■ Problems and tasks
1. Rewrite the passage of the election excerpt starting with "I return once" and going on through "citizen. . . .", putting "turning point" in place of "crossover moment".
2. In the election excerpt, list every name that stands after a dash as the attribution of a quotation.

■ Excerpt

■ ■ ■ ■ ■ ■ ■

To be clear, this wasn’t a presidential election, it was just a survey on how much this country loves racism and most white people checked the box for “very satisfied.”

-Robin Thede, actress and writer

“When a country shows you who it is, believe it the first time.”

-Anand Giridharadas

“I think the democratic sadness you’re seeing on social media isn’t fatalism or resignation to a Republican win–it’s sadness that we’re not seeing a full scale repudiation to Trumpism.’

[associate professor in Austin]

Before being Republican or Democrat, be human. Regardless of who wins the US election, no one has greater power over you than you. Our minds & hearts are much greater than any politics, and as sovereign beings, we get to choose peace, empathy & humanity.

-Jennifer Rose


From Fr Richard Rohr today, the day after election:

A Call to Be One
Wednesday,  November 4, 2020

I return once again to the prophetic words of Sister Joan Chittister who calls us to make an unflinching commitment to act with integrity—out of the fullness of our being—not simply our pragmatic, comfortable, or fearful selves.

As a people, we are at a crossover moment. It is a call to all of us to be our best, our least superficial, our most serious about what it means to be a Christian as well as a citizen. . . .

Where in the midst of such polarization and national disunity is even the hope of oneing, of integrating the social with what we say are our spiritual selves? . . .

Even the ghost of an answer makes serious spiritual demands on us all: To heal such division means that we are obliged to search out and identify our own personal value system. It requires us to admit to ourselves what it is that really drives our individual social decisions, our votes, our political alliances. Is it the need to look powerful? The desire for personal control? . . . Do we have the courage to confront the debased with the ideal—even in the face of ridicule and recrimination—or is cowardice our secret spiritual sickness? In that case, our national health can only get worse.

A national cure also surely demands that we begin to see tradition as a call to return to the best of the past, not a burden to be overcome in order to secure the best of the present. It is the sense of a commonly held tradition of the common good—once a strong part of the American past—that we clearly lack in the present. . . .

[We must] make “Love one another as I have loved you” (see John 13:34) the foundation of national respect, the standard of our national discernment, the bedrock of both our personal relationships and a civilized society. . . .

To be one, we don’t need one party, one program, one set of policies. What could be duller, more stagnant, more destructive of the soulfulness it takes to create and preserve the best of the human enterprise than such a narrow-minded view of planetary life?  What we need is one heart for the world at large, a single-minded commitment to this “more perfect union,” and one national soul, large enough to listen to one another for the sake of the planet—for the sake of us all.

So where can we look for oneing in the political arena? Only within the confines of our own hearts. Politics—government—does not exist for itself and, if it does, that is precisely when it becomes at least death-dealing if not entirely evil. . . .

In the end, politics is nothing more than an instrument of social good and human development. It is meant to be the right arm of those whose souls have melted into God.

■ ■ ■ ■ ■ ■ ■

■ Listing

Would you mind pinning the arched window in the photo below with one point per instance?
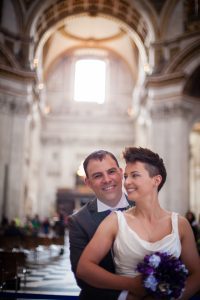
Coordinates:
(90, 80)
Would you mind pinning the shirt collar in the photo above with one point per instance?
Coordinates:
(121, 204)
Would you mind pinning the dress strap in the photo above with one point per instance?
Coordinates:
(175, 222)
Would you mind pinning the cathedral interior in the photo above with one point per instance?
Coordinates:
(148, 54)
(82, 75)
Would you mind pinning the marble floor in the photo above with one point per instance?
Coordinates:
(49, 273)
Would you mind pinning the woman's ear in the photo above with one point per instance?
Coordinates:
(158, 179)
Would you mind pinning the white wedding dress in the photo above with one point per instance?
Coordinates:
(129, 249)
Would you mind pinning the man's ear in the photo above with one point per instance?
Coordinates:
(87, 181)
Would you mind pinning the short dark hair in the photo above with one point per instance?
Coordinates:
(153, 163)
(98, 155)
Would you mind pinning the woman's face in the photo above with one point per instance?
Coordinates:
(137, 181)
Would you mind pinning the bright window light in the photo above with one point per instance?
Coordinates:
(90, 80)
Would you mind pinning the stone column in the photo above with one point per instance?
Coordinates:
(15, 98)
(169, 136)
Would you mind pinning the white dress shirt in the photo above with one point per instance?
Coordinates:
(121, 204)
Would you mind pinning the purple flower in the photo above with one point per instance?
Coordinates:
(154, 260)
(163, 275)
(151, 283)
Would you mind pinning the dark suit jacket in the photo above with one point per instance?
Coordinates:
(82, 226)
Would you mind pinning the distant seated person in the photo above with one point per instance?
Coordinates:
(13, 230)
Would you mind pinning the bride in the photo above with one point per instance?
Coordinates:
(143, 229)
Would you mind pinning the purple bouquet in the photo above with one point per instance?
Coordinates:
(163, 275)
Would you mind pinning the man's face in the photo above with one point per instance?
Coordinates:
(105, 179)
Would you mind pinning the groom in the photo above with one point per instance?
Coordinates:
(104, 177)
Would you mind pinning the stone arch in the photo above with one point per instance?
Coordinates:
(7, 57)
(186, 61)
(46, 17)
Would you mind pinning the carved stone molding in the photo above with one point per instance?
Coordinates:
(14, 105)
(170, 110)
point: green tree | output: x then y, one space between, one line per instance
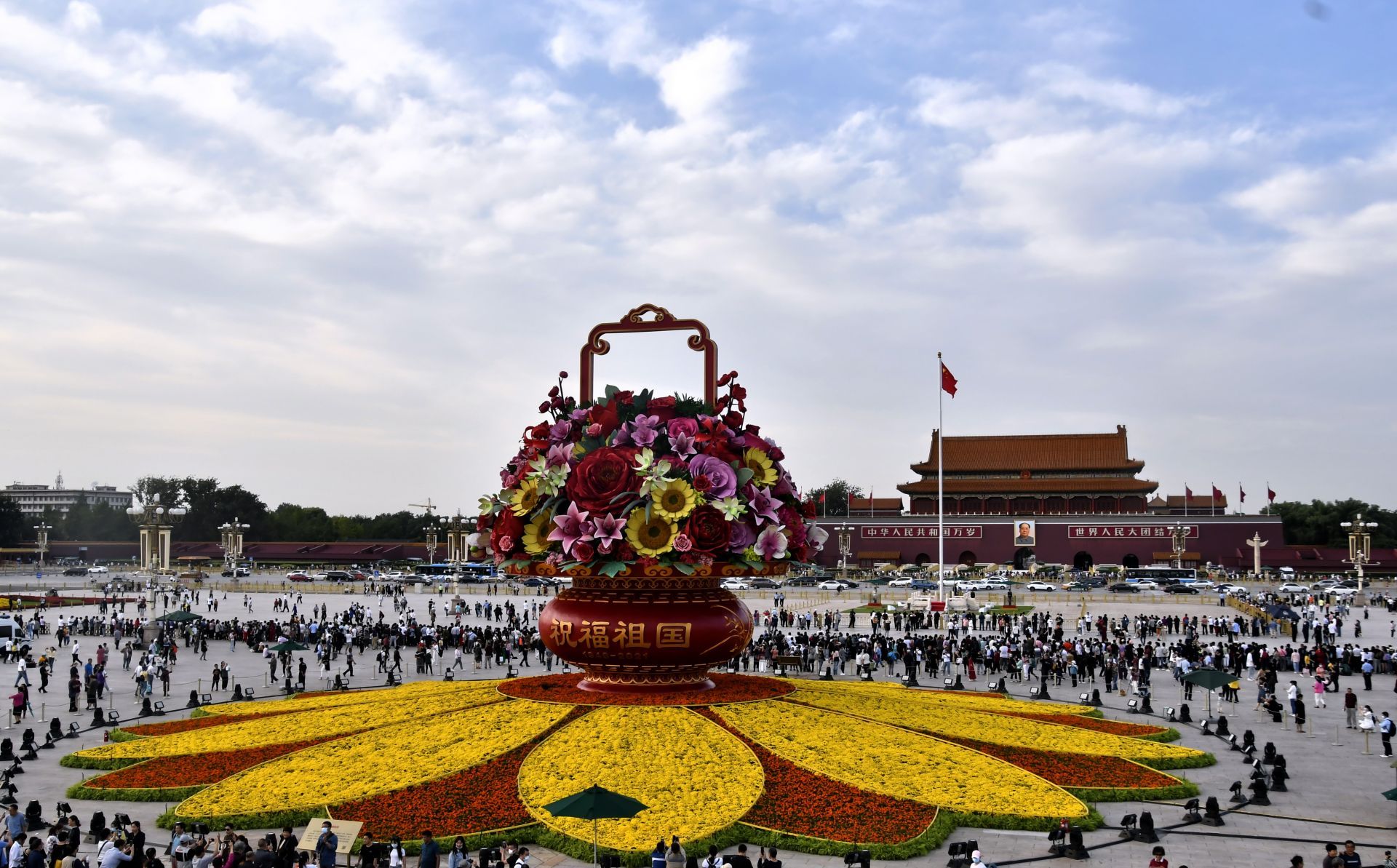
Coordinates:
13 527
1321 522
836 496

■ ■ ■ ■ ■ ■ ■

■ Response list
1.
I return once again to the prophetic words of Sister Joan Chittister who calls us to make an unflinching commitment to act with integrity—out of the fullness of our being—not simply our pragmatic, comfortable, or fearful selves.

As a people, we are at a turning point. It is a call to all of us to be our best, our least superficial, our most serious about what it means to be a Christian as well as a citizen. . . .

2.
Robin Thede
Anand Giridharadas
Jennifer Rose